Your instructions: Where the line containing "Game engine object recognition — detect lips" appears, end the copy there, keeping that line; start from the first line of the entries, copy exactly, and omit pictures.

Dataset records:
╭──

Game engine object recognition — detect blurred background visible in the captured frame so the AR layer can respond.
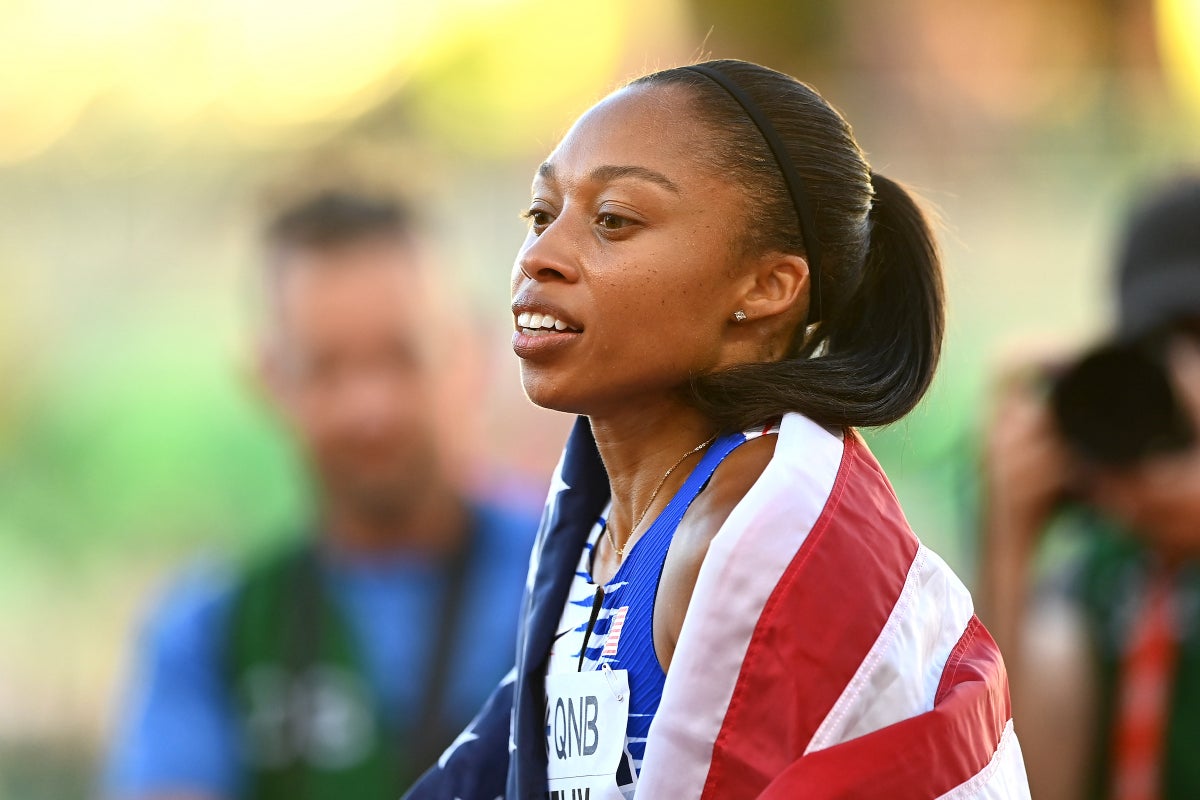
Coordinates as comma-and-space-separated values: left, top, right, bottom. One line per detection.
2, 0, 1200, 796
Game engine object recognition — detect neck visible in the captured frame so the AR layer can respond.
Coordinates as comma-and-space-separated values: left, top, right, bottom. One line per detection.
590, 397, 719, 550
320, 478, 469, 560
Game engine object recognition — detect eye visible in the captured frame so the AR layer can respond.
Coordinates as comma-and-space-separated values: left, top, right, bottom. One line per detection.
520, 206, 554, 233
596, 212, 632, 231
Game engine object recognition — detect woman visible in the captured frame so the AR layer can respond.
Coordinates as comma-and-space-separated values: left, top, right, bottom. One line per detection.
408, 60, 1030, 799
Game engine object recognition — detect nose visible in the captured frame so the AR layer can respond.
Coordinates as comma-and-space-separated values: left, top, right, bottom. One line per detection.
335, 367, 405, 439
515, 220, 580, 284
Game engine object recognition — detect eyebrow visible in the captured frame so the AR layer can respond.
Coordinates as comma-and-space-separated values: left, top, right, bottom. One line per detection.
537, 162, 681, 194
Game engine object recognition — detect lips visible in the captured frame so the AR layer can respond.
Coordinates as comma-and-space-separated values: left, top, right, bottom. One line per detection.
511, 303, 583, 359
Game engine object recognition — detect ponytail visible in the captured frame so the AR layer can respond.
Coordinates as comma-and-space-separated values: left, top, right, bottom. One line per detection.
687, 172, 944, 431
637, 61, 945, 431
825, 173, 945, 422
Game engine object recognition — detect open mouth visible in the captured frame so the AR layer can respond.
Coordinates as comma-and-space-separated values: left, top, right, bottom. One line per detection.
516, 311, 582, 336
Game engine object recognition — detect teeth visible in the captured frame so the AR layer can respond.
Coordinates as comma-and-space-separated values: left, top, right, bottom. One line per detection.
516, 310, 577, 332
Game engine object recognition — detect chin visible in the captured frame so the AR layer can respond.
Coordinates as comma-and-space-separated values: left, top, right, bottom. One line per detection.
519, 367, 588, 415
521, 383, 579, 414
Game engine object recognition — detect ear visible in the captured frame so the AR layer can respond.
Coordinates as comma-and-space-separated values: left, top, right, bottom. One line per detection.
243, 339, 287, 414
735, 252, 810, 323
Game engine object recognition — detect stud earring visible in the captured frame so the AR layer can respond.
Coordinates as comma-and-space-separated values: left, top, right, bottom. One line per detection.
733, 310, 748, 322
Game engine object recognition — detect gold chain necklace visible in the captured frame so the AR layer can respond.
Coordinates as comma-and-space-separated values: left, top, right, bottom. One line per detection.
605, 433, 718, 560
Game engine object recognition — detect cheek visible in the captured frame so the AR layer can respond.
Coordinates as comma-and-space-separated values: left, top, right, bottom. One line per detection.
1147, 487, 1200, 533
511, 231, 540, 290
280, 397, 335, 456
603, 247, 721, 319
630, 274, 725, 351
1093, 469, 1199, 537
589, 264, 726, 378
510, 258, 524, 295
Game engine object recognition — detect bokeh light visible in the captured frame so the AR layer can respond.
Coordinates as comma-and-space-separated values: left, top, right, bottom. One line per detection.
1158, 0, 1200, 119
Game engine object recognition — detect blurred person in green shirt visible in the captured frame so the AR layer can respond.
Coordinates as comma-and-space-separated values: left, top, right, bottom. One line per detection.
104, 188, 539, 800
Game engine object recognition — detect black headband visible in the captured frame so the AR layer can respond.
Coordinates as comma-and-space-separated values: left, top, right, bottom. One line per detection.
684, 64, 823, 324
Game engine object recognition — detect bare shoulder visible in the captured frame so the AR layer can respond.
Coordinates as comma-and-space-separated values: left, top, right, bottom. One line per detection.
653, 434, 778, 673
679, 435, 778, 548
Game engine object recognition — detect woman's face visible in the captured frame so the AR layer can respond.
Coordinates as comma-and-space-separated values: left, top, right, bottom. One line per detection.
512, 84, 757, 416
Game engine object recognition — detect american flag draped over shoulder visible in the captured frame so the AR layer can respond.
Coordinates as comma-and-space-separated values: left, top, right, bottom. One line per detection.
406, 414, 1031, 800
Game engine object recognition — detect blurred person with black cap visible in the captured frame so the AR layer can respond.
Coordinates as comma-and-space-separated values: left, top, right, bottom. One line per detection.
104, 188, 540, 800
981, 176, 1200, 800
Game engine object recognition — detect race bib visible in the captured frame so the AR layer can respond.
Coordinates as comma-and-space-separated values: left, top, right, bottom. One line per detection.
544, 664, 630, 800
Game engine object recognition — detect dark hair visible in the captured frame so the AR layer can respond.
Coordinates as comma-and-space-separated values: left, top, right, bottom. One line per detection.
631, 60, 944, 431
264, 189, 415, 252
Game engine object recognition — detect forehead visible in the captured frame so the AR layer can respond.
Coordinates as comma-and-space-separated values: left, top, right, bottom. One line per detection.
541, 84, 715, 187
268, 238, 428, 328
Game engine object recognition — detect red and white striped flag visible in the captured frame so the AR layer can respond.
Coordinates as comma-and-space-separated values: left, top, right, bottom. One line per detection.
637, 413, 1030, 799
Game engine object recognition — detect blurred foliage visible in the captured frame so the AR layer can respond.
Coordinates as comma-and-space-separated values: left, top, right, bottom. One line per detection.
0, 330, 307, 560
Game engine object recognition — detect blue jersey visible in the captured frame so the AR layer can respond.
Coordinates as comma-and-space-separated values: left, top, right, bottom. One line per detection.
544, 430, 759, 795
406, 419, 776, 800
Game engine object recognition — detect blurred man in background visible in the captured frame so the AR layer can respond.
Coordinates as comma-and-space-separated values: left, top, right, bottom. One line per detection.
105, 189, 540, 800
982, 177, 1200, 800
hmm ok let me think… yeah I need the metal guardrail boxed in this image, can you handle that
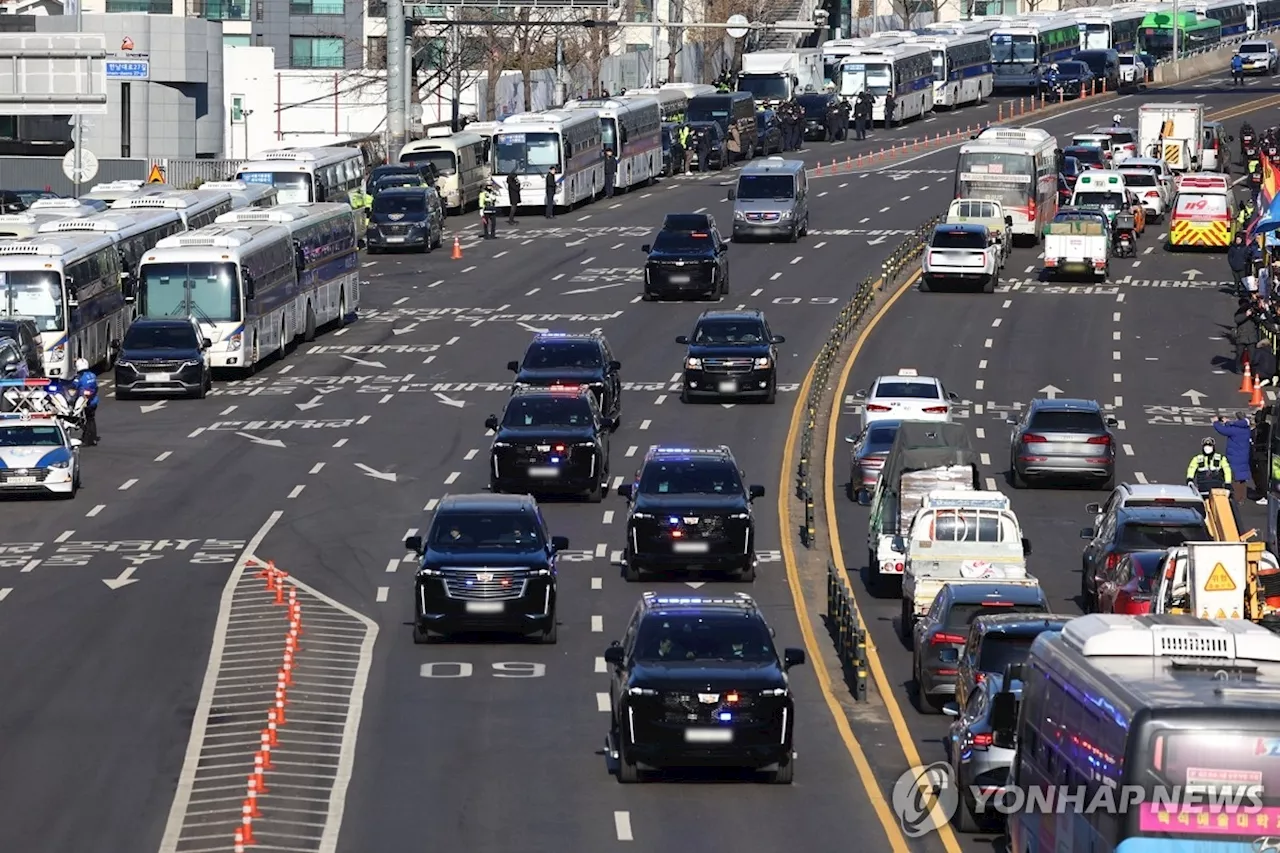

╰──

Answer section:
Game engine object recognition — detect blurred background visible in the captured frame so the AR layer can respond.
Coordinates as comma-and-space-separated values: left, top, right, bottom. One line per detection.
2, 0, 1200, 796
Game engine object recognition — detect neck visible in the captured frame so the AR layer can respond.
Coordinates as comma-and-space-separated values: left, top, right, bottom. One line per detection.
590, 397, 719, 550
320, 478, 469, 560
Game engine object recognition — detect eye visible in the captured frame so the AR layer can respond.
Coordinates as comma-and-space-separated values: left, top, right, bottom. One line per detection.
520, 206, 554, 233
596, 212, 632, 231
Game engine object recognition — detect woman visible in the captured frame so the AR layer can respond.
Coordinates as comma-and-space-separated values: left, top, right, bottom. One line per detection.
408, 60, 1030, 799
Game engine object recognition — detect nose visible in the captured frame so the AR layer can respond.
Coordinates as comma-and-space-separated values: left, top, right, bottom. One line per detection.
335, 367, 405, 439
515, 220, 580, 284
Game engine object recognition — detect eyebrow visible in the captured frame so the AR layer can respond.
Coordinates as comma-and-space-separated values: left, top, right, bottom. One line per detection.
537, 162, 681, 194
Game engine object recognition — detect lips visible in the captured frame so the AR layer can respond.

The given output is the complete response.